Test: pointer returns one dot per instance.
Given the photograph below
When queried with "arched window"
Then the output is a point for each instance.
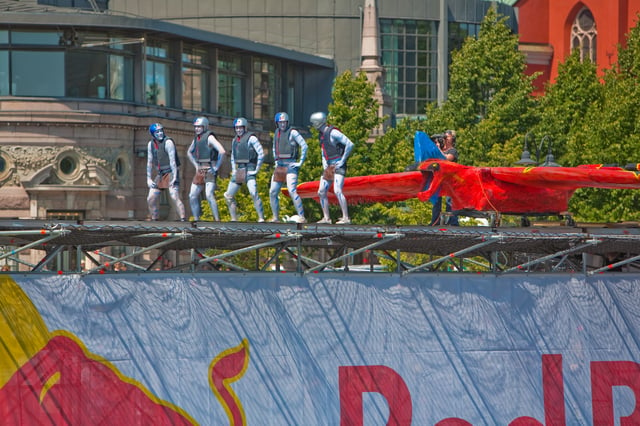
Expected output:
(584, 35)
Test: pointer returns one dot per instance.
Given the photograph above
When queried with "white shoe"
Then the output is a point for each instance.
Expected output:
(295, 219)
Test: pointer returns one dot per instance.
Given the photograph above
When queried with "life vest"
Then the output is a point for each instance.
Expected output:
(283, 147)
(161, 157)
(244, 153)
(330, 149)
(204, 153)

══════════════════════════════

## Instructions to follow:
Everything in the material above must be repeated exactly, apart from its pictures.

## Output of the exercise:
Test: pointer returns one dot per instance.
Given the photograph below
When queried with "arched window"
Then the output is a point for each instance.
Expected output:
(584, 35)
Test: pointer returns one dot per instance.
Given the photograph above
When queried with "white shoe"
Then the output is a point for each instance.
Expected output:
(295, 219)
Test: pointer returns one dot per instance.
Given the photograph above
When queried with "life vest"
Then the output is a point for each instance.
Expected output:
(283, 147)
(161, 157)
(244, 153)
(330, 149)
(204, 153)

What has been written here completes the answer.